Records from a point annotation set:
++++++++++++++++++++
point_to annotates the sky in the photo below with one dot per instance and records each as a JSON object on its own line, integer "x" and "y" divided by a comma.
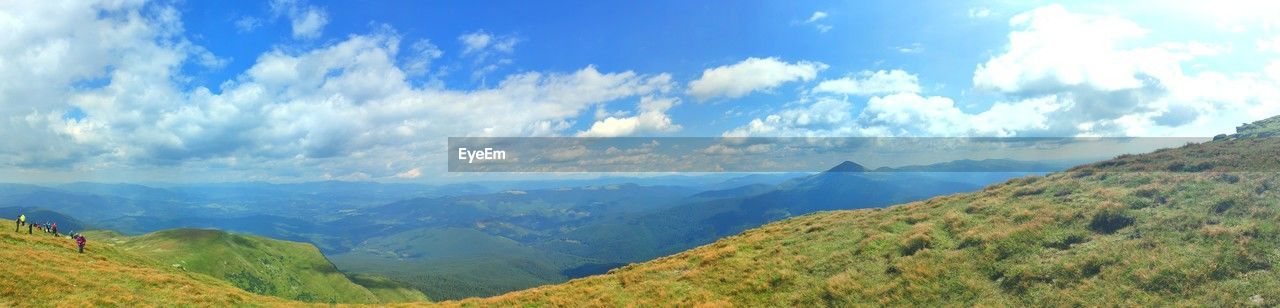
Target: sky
{"x": 305, "y": 90}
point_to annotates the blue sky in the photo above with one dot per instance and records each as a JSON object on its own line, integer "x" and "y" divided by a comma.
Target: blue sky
{"x": 302, "y": 90}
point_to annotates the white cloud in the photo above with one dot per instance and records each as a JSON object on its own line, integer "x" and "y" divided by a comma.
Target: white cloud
{"x": 306, "y": 21}
{"x": 1269, "y": 45}
{"x": 749, "y": 76}
{"x": 824, "y": 116}
{"x": 410, "y": 174}
{"x": 247, "y": 23}
{"x": 816, "y": 17}
{"x": 423, "y": 54}
{"x": 489, "y": 51}
{"x": 480, "y": 42}
{"x": 1101, "y": 86}
{"x": 868, "y": 83}
{"x": 910, "y": 49}
{"x": 652, "y": 118}
{"x": 978, "y": 13}
{"x": 343, "y": 109}
{"x": 1054, "y": 47}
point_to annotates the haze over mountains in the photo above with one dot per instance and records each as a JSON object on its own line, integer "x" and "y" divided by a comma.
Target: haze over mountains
{"x": 1203, "y": 215}
{"x": 489, "y": 238}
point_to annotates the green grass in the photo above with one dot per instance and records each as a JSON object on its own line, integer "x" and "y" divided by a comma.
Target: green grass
{"x": 1137, "y": 230}
{"x": 264, "y": 266}
{"x": 42, "y": 270}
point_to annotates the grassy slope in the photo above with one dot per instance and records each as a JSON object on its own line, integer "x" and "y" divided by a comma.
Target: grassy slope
{"x": 265, "y": 266}
{"x": 42, "y": 270}
{"x": 1124, "y": 231}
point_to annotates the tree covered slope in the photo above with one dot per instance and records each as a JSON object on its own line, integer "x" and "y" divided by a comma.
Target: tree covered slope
{"x": 1194, "y": 225}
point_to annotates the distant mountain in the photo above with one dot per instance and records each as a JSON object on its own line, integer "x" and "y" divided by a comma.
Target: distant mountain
{"x": 457, "y": 262}
{"x": 983, "y": 166}
{"x": 699, "y": 221}
{"x": 1193, "y": 225}
{"x": 65, "y": 224}
{"x": 848, "y": 166}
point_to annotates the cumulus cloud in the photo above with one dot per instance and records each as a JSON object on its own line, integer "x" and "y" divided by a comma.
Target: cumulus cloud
{"x": 816, "y": 21}
{"x": 1100, "y": 84}
{"x": 343, "y": 109}
{"x": 488, "y": 51}
{"x": 650, "y": 118}
{"x": 867, "y": 83}
{"x": 749, "y": 76}
{"x": 1063, "y": 73}
{"x": 247, "y": 23}
{"x": 910, "y": 49}
{"x": 306, "y": 21}
{"x": 978, "y": 13}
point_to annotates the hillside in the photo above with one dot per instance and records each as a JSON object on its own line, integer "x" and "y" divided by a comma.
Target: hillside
{"x": 41, "y": 270}
{"x": 259, "y": 265}
{"x": 1170, "y": 228}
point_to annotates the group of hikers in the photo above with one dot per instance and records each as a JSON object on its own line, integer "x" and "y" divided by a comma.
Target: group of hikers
{"x": 49, "y": 228}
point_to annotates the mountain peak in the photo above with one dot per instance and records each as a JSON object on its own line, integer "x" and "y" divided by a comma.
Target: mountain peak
{"x": 848, "y": 166}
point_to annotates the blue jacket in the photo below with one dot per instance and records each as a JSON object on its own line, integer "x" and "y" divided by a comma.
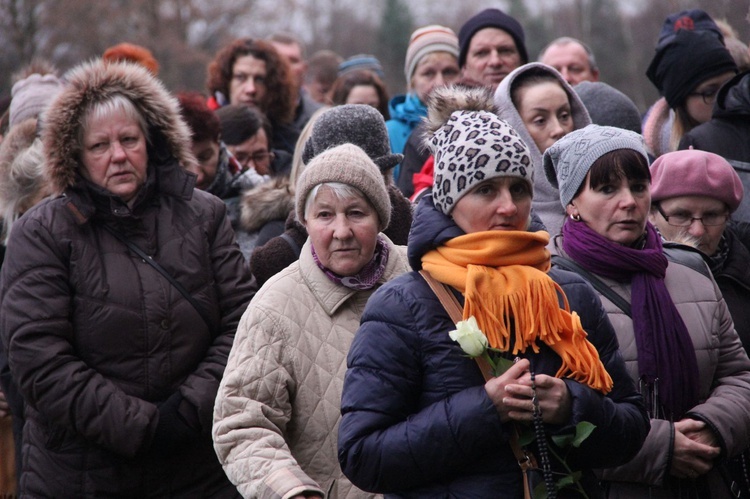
++++++++++++++++++++
> WHAT THE TASK ASKS
Render the records above as a numbered list with one line per item. Leave out the blank lines and the pictures.

> RESPONSE TO THIS EXERCISE
1. point_to annotates the sky in the photo below with one dot per instance and records each as a JSON object on its own line, integer "x" and "y" divided by a comma.
2. Target: sky
3. {"x": 305, "y": 90}
4. point_to annotates the blue sky in the photo above with one dot per instance and records each as a JSON object on its own line, integer "x" and "y" divided by a comma.
5. Target: blue sky
6. {"x": 302, "y": 90}
7. point_to annotates the white cloud in the photo above with one dot per instance and records each as a JSON object on its own line, integer "x" and "y" divided by a comma.
8. Target: white cloud
9. {"x": 306, "y": 21}
10. {"x": 1269, "y": 45}
11. {"x": 749, "y": 76}
12. {"x": 824, "y": 116}
13. {"x": 410, "y": 174}
14. {"x": 247, "y": 23}
15. {"x": 816, "y": 17}
16. {"x": 423, "y": 54}
17. {"x": 489, "y": 51}
18. {"x": 480, "y": 42}
19. {"x": 1101, "y": 86}
20. {"x": 868, "y": 83}
21. {"x": 910, "y": 49}
22. {"x": 652, "y": 118}
23. {"x": 978, "y": 13}
24. {"x": 343, "y": 109}
25. {"x": 1054, "y": 47}
26. point_to annotates the haze over mountains in the photo above with one dot per instance and records each as a JSON object on its own line, integer "x" and "y" divided by a comma.
27. Target: haze over mountains
28. {"x": 1203, "y": 215}
29. {"x": 489, "y": 238}
30. point_to annotates the green grass in the photo above with one dot per instance and records each as a JSON object on its own line, integer "x" and "y" divided by a comma.
31. Target: green grass
32. {"x": 1137, "y": 230}
33. {"x": 264, "y": 266}
34. {"x": 42, "y": 270}
35. point_to annotates the grassy slope in the photo above with one dot per instance and records each as a JSON object on its own line, integer "x" and "y" divided by a comma.
36. Target: grassy slope
37. {"x": 265, "y": 266}
38. {"x": 42, "y": 270}
39. {"x": 1124, "y": 231}
40. point_to annotates the tree covered slope in the photo above with one dot per instance and records each as a JSON object on its own line, integer "x" and "y" divided by a comma.
41. Target: tree covered slope
42. {"x": 1194, "y": 225}
43. point_to annotates the distant mountain in the photo above with one dot per instance and records each as a JSON object on its own line, integer "x" and "y" divided by a comma.
44. Target: distant mountain
45. {"x": 457, "y": 262}
46. {"x": 983, "y": 166}
47. {"x": 699, "y": 221}
48. {"x": 1193, "y": 225}
49. {"x": 65, "y": 224}
50. {"x": 848, "y": 166}
51. point_to annotates the cumulus cloud in the photo above with one dot per instance and records each as a JSON object on its own line, integer "x" and "y" divided by a comma.
52. Target: cumulus cloud
53. {"x": 816, "y": 21}
54. {"x": 1100, "y": 84}
55. {"x": 343, "y": 109}
56. {"x": 488, "y": 51}
57. {"x": 650, "y": 118}
58. {"x": 867, "y": 83}
59. {"x": 749, "y": 76}
60. {"x": 1063, "y": 73}
61. {"x": 247, "y": 23}
62. {"x": 910, "y": 49}
63. {"x": 306, "y": 21}
64. {"x": 978, "y": 13}
65. point_to annotates the hillside in the photo above with one dot per instance and records each as a JSON object on its own line, integer "x" and "y" divided by a comma.
66. Target: hillside
67. {"x": 41, "y": 270}
68. {"x": 259, "y": 265}
69. {"x": 1170, "y": 228}
70. point_to annotates the group of hikers in the photo above with one dot per instance and records each as a JSON object on its own line, integer "x" and "y" divided by a comma.
71. Target: group of hikers
72. {"x": 49, "y": 228}
73. point_to annotates the mountain peak in the photo above with one dot per instance and records each as a JSON object on its own line, integer "x" and "y" divided by a comma.
74. Target: mountain peak
75. {"x": 848, "y": 166}
76. point_to annotates the blue jacket in the photo below with one dot per instance and records each as a JSON object on its own line, integer "x" and "y" divided by a comma.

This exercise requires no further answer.